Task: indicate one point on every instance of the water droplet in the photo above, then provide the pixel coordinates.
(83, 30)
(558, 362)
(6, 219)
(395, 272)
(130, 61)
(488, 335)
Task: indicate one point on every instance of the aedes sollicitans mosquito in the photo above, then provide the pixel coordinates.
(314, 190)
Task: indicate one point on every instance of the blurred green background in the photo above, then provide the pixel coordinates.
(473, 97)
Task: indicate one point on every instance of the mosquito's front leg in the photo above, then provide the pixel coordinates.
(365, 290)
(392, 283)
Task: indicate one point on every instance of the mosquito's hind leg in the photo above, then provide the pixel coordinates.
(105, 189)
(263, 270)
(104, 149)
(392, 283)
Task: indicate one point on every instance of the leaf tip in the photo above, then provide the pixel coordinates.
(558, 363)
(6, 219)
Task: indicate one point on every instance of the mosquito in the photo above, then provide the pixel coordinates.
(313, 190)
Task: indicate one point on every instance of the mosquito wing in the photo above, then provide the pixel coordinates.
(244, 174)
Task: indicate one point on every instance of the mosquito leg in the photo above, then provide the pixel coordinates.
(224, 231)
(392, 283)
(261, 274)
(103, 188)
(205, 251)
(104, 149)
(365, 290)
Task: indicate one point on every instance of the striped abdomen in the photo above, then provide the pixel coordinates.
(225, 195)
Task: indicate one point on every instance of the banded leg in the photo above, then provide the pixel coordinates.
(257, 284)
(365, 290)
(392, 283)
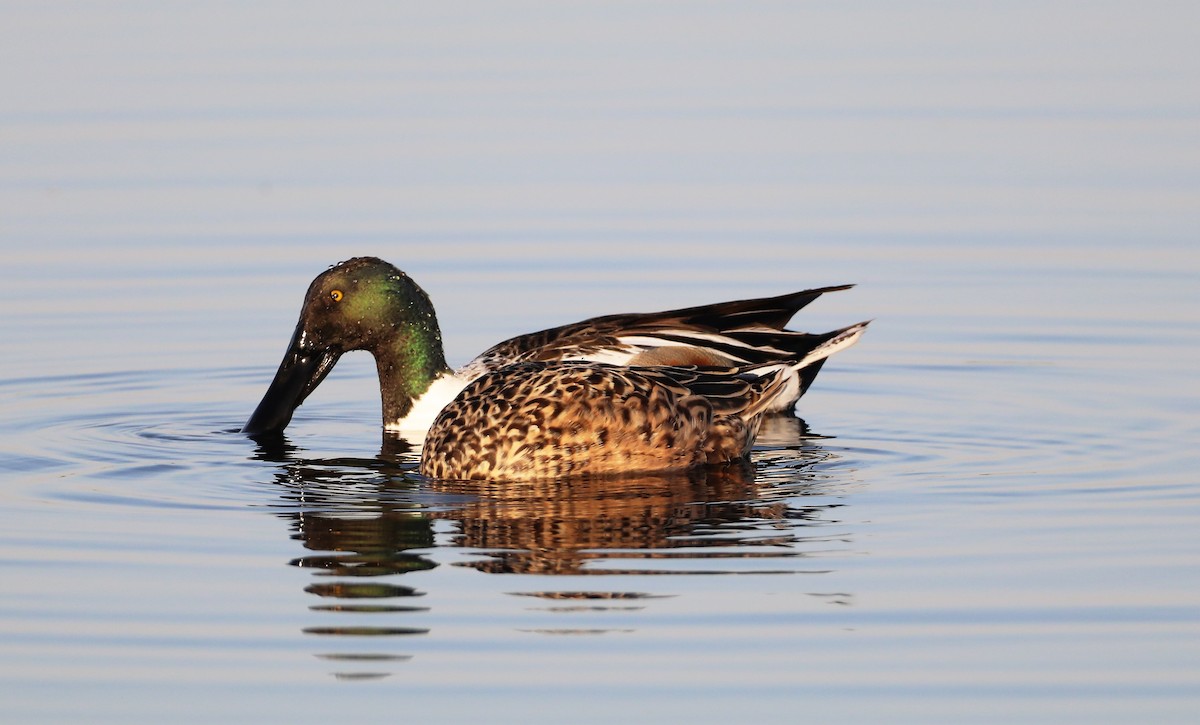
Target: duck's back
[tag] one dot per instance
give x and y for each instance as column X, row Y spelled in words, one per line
column 534, row 420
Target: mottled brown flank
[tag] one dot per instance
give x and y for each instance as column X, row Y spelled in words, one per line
column 538, row 420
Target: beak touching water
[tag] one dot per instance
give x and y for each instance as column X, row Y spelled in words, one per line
column 303, row 369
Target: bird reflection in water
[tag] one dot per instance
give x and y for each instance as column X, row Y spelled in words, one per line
column 367, row 522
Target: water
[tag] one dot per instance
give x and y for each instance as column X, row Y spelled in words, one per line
column 987, row 514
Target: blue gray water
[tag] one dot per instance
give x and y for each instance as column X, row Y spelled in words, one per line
column 985, row 513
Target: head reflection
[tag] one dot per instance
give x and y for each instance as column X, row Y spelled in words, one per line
column 366, row 523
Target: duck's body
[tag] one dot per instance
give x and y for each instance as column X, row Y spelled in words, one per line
column 533, row 420
column 367, row 304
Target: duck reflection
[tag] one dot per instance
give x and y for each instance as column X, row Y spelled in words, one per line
column 369, row 522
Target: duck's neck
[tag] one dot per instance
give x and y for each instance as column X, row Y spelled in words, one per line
column 408, row 361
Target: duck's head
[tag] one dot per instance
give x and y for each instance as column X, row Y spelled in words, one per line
column 360, row 304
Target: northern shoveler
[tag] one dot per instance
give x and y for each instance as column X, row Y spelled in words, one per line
column 550, row 395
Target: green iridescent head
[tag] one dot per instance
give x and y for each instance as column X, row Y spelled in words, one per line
column 360, row 304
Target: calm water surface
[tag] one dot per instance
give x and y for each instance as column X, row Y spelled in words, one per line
column 985, row 511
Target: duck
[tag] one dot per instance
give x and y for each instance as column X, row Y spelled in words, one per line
column 735, row 358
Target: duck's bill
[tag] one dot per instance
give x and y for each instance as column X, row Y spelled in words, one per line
column 299, row 375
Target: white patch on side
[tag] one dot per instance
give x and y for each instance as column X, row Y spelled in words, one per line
column 426, row 408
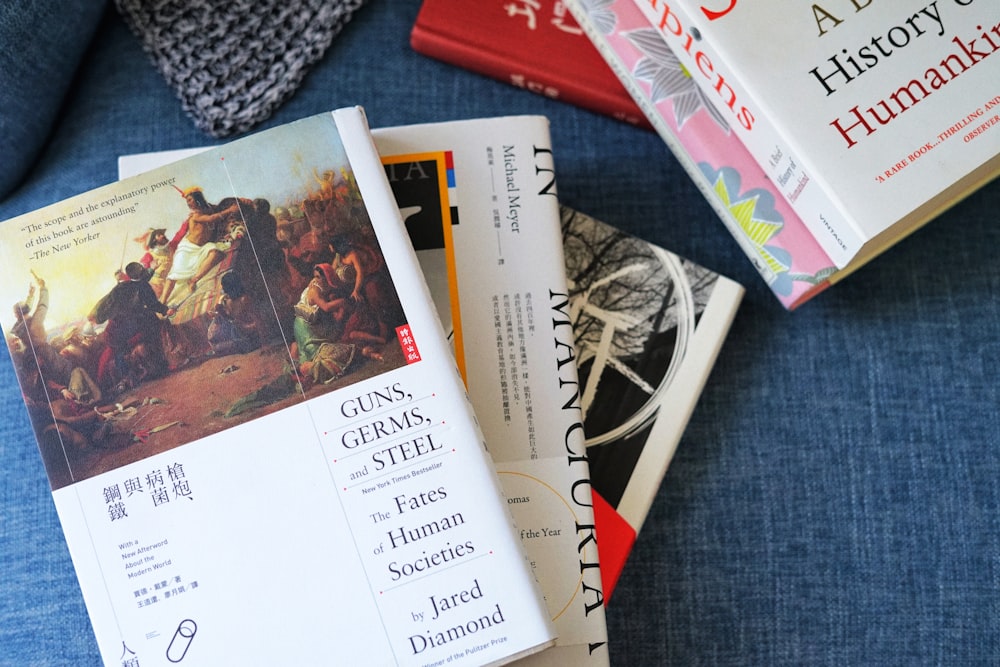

────

TASK GOAL: Reproduce verbatim the lines of the listing above, from the line with "Target: duck's back" to the line with "column 538, row 420", including both of those lines.

IN RESPONSE:
Target: duck's back
[tag] one dot per instance
give x and y for each instance as column X, row Y spelled in words, one per line
column 534, row 420
Target: mottled brown flank
[tag] one dot per instance
give x and y for each instance as column X, row Y spelled in words, one per line
column 538, row 420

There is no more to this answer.